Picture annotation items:

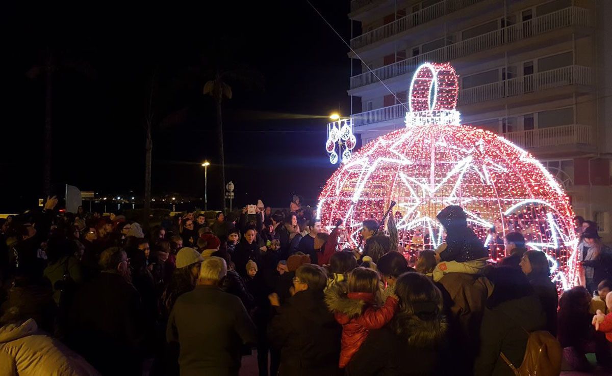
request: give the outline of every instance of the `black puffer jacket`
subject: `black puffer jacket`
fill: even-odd
[[[221,289],[240,298],[247,311],[253,308],[255,298],[247,289],[244,280],[235,270],[228,270],[228,273],[223,278]]]
[[[436,217],[446,229],[446,249],[440,253],[441,261],[465,262],[488,257],[488,251],[471,228],[461,206],[451,205]]]
[[[342,327],[323,298],[322,291],[300,291],[277,309],[268,336],[281,349],[282,374],[338,374]]]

▸ Work to be completed
Convert every line of the items above into a Markdown table with the columns "Row" and "Item line," numbering the rows in order and skipping blank lines. Leave the pictures out of the table.

▸ Solution for this problem
| Row | Item line |
|---|---|
| 1 | request: give the outline of every instance of the `black puffer jacket` |
| 2 | subject: `black puffer jacket` |
| 3 | fill: even-odd |
| 4 | [[[221,289],[240,298],[247,311],[253,308],[255,298],[247,289],[244,280],[235,270],[228,270],[228,273],[223,278]]] |
| 5 | [[[436,217],[446,229],[446,249],[440,253],[441,261],[465,262],[488,257],[488,251],[471,228],[461,206],[451,205]]] |
| 6 | [[[342,327],[323,298],[322,291],[300,291],[277,309],[268,336],[281,349],[282,374],[338,374]]] |